[HOW TO COMPLETE THIS TASK] Copy every line of the material precisely.

[DATA FOR PROCESSING]
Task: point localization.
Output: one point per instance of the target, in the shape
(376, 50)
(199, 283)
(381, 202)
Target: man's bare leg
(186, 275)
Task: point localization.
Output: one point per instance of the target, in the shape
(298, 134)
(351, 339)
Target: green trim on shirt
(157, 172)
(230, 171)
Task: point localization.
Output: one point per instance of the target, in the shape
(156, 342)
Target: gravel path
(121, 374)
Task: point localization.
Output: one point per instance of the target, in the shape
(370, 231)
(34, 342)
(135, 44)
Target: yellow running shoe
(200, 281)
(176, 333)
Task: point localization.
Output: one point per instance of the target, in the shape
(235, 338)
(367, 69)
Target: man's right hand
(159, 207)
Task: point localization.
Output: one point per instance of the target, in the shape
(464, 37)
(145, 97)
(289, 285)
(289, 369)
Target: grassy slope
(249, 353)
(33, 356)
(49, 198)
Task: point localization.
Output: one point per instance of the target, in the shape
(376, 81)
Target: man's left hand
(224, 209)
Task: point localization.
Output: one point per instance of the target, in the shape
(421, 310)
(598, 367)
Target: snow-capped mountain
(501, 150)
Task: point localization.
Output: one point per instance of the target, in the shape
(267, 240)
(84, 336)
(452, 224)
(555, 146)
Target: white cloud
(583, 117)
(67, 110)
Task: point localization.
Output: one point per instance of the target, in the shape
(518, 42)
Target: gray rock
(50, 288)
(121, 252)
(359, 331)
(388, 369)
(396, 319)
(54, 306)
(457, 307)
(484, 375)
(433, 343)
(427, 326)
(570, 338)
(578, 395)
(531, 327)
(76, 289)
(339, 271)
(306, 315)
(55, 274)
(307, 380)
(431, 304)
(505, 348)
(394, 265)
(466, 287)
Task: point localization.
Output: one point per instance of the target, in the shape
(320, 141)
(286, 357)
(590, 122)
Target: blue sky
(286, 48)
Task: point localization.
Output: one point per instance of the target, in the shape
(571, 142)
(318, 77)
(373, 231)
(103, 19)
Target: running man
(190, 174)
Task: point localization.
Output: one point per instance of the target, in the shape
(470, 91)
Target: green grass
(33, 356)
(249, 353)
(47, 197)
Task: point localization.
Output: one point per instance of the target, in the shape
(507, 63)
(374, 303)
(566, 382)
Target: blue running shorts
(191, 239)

[WRITTEN SOLUTION]
Task: point localization.
Output: one point per instance of the target, in the shape
(376, 50)
(199, 283)
(381, 202)
Target: man's bare leg
(186, 275)
Task: point localization.
Output: one point per instance of the target, in the shape
(298, 134)
(351, 339)
Target: green trim on shirt
(157, 172)
(230, 171)
Task: point localization.
Output: one point per instance of the target, in the shape
(156, 342)
Target: gravel path
(121, 374)
Task: point localization.
Output: one point per instance of the target, in the shape
(370, 231)
(34, 342)
(135, 44)
Target: yellow running shoe
(200, 281)
(176, 333)
Task: point localization.
Output: one point per instance of the target, in the shape
(235, 338)
(367, 69)
Target: man's right hand
(159, 207)
Task: point localization.
Output: one point per instance of the target, in the shape
(464, 37)
(145, 97)
(289, 285)
(289, 369)
Target: grassy slope
(249, 353)
(33, 356)
(49, 198)
Task: point localization.
Output: one point per instance of the target, in the shape
(376, 81)
Target: man's left hand
(224, 209)
Task: point localization.
Output: one point per instance of the target, in the shape
(421, 310)
(598, 367)
Target: snow-capped mountain
(501, 150)
Task: point localization.
Output: one point per instance of the target, in the shape
(267, 240)
(84, 336)
(452, 224)
(555, 146)
Target: white cloud
(583, 117)
(67, 110)
Task: point localization.
Output: one point per instance of the target, in the shape
(518, 42)
Target: gray rock
(50, 288)
(121, 252)
(359, 331)
(388, 369)
(396, 319)
(54, 306)
(457, 307)
(484, 375)
(433, 343)
(427, 326)
(570, 338)
(578, 395)
(531, 327)
(76, 289)
(339, 271)
(306, 315)
(55, 274)
(307, 380)
(431, 304)
(505, 348)
(394, 265)
(466, 287)
Task: point localization.
Output: one point per instance of the target, in the shape
(320, 141)
(286, 357)
(590, 122)
Target: blue sky
(286, 48)
Task: point localization.
Output: one point per instance of the target, in the shape
(571, 142)
(318, 77)
(373, 231)
(103, 19)
Target: running man
(190, 174)
Task: point localization.
Output: one point per instance of the target, in the shape
(470, 91)
Target: green grass
(33, 356)
(249, 353)
(47, 197)
Task: point localization.
Output: one point per instance of the target, in the shape
(507, 63)
(374, 303)
(566, 382)
Target: blue running shorts
(191, 239)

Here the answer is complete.